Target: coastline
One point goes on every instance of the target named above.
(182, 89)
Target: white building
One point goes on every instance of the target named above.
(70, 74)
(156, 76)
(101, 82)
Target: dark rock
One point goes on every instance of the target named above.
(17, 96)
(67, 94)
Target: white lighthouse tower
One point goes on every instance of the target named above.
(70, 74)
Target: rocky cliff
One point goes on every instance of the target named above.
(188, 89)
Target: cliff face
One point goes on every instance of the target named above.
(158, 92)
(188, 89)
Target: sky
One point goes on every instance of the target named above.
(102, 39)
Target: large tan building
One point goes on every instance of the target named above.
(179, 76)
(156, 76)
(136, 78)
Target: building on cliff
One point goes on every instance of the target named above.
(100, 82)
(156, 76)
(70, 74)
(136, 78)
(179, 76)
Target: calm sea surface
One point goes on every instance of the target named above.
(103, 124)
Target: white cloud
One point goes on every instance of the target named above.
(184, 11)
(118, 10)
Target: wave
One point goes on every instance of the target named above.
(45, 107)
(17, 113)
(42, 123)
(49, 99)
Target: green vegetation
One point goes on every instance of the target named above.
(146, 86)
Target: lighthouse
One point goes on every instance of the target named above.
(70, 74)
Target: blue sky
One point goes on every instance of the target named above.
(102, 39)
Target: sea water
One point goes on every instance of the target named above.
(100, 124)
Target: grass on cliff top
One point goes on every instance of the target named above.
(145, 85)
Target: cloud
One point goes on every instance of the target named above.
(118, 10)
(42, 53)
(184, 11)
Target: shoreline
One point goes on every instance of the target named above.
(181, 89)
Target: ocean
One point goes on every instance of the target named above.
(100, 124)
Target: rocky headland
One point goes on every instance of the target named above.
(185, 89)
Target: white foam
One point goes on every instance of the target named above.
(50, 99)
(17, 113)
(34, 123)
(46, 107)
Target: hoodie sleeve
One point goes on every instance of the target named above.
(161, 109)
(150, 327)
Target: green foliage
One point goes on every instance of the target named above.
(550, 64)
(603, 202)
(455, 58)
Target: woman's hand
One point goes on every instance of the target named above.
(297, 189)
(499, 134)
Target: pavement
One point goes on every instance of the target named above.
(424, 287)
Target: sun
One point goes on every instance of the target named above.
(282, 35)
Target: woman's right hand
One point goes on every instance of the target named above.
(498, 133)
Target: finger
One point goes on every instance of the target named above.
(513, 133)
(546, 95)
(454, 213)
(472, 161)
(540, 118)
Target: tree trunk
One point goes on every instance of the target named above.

§ Written problem
Turn every line of the items above into a Markdown table with two columns, Row for a running number and Line for the text of that line, and leave out any blank lines.

§ Final result
| Row | Line |
|---|---|
| 1 | Target: coastline |
| 2 | One point goes on every instance of the target named above. |
| 3 | (182, 89) |
| 4 | Target: white building |
| 5 | One point goes on every instance of the target named above. |
| 6 | (70, 74) |
| 7 | (156, 76) |
| 8 | (101, 82) |
| 9 | Target: dark rock |
| 10 | One point goes on every instance of the target named above. |
| 11 | (17, 96) |
| 12 | (67, 94) |
| 13 | Target: white lighthouse tower |
| 14 | One point goes on every instance of the target named above. |
| 15 | (70, 74) |
| 16 | Target: rocky cliff |
| 17 | One point goes on every instance of the target named above. |
| 18 | (188, 89) |
| 19 | Target: cliff face |
| 20 | One point goes on every instance of the target named above. |
| 21 | (158, 92) |
| 22 | (188, 89) |
| 23 | Target: sky |
| 24 | One point goes on every instance of the target named above. |
| 25 | (102, 39) |
| 26 | Target: large tan building |
| 27 | One point goes on every instance of the target named above. |
| 28 | (179, 76) |
| 29 | (156, 76) |
| 30 | (136, 78) |
| 31 | Target: building on cliff |
| 32 | One point goes on every instance of the target named above. |
| 33 | (100, 82) |
| 34 | (156, 76) |
| 35 | (70, 74) |
| 36 | (136, 78) |
| 37 | (179, 76) |
| 38 | Target: calm sea surface |
| 39 | One point goes on every instance of the target named above. |
| 40 | (103, 124) |
| 41 | Target: white cloud |
| 42 | One point goes on every instance of the target named above. |
| 43 | (184, 11) |
| 44 | (118, 10) |
| 45 | Target: wave |
| 46 | One point goes on every instance of the target named above. |
| 47 | (45, 107) |
| 48 | (17, 113) |
| 49 | (42, 123) |
| 50 | (49, 99) |
| 51 | Target: green vegetation |
| 52 | One point goes on every instance of the target named above. |
| 53 | (146, 86) |
| 54 | Target: lighthouse |
| 55 | One point goes on every instance of the target named above. |
| 56 | (70, 74) |
| 57 | Target: blue sky |
| 58 | One point goes on every instance of the target named above. |
| 59 | (102, 39) |
| 60 | Target: sea water |
| 61 | One point goes on every instance of the target named above. |
| 62 | (100, 124) |
| 63 | Target: grass on cliff top |
| 64 | One point goes on every instance of the target named above. |
| 65 | (145, 85) |
| 66 | Target: cloud |
| 67 | One point goes on every instance of the target named above. |
| 68 | (118, 10) |
| 69 | (42, 53) |
| 70 | (184, 11) |
| 71 | Target: shoreline |
| 72 | One point goes on every instance of the target named above. |
| 73 | (181, 89) |
| 74 | Target: ocean |
| 75 | One point goes on every instance of the target named above. |
| 76 | (100, 124) |
| 77 | Target: rocky headland |
| 78 | One point goes on every instance of the target named above. |
| 79 | (185, 89) |
| 80 | Target: white foam |
| 81 | One point goes on every instance of the target named above. |
| 82 | (50, 99) |
| 83 | (17, 113) |
| 84 | (34, 123) |
| 85 | (46, 107) |
| 86 | Target: hoodie sleeve |
| 87 | One point goes on every instance of the target named above. |
| 88 | (161, 109) |
| 89 | (150, 327) |
| 90 | Target: green foliage |
| 91 | One point goes on every instance of the target named above. |
| 92 | (550, 64) |
| 93 | (603, 202) |
| 94 | (455, 58) |
| 95 | Target: woman's hand |
| 96 | One point goes on every instance of the target named above. |
| 97 | (297, 189) |
| 98 | (499, 134) |
| 99 | Target: pavement |
| 100 | One point goes on every instance of the target named above. |
| 101 | (424, 287) |
| 102 | Target: sun |
| 103 | One point goes on every instance of the target named above. |
| 104 | (282, 35) |
| 105 | Target: woman's right hand |
| 106 | One point goes on every instance of the target named above. |
| 107 | (498, 133) |
| 108 | Target: finger |
| 109 | One point goes on every instance of the target named above. |
| 110 | (513, 133) |
| 111 | (546, 95) |
| 112 | (454, 213) |
| 113 | (472, 161) |
| 114 | (540, 118) |
| 115 | Target: tree trunk |
| 116 | One point goes on every instance of the target named above. |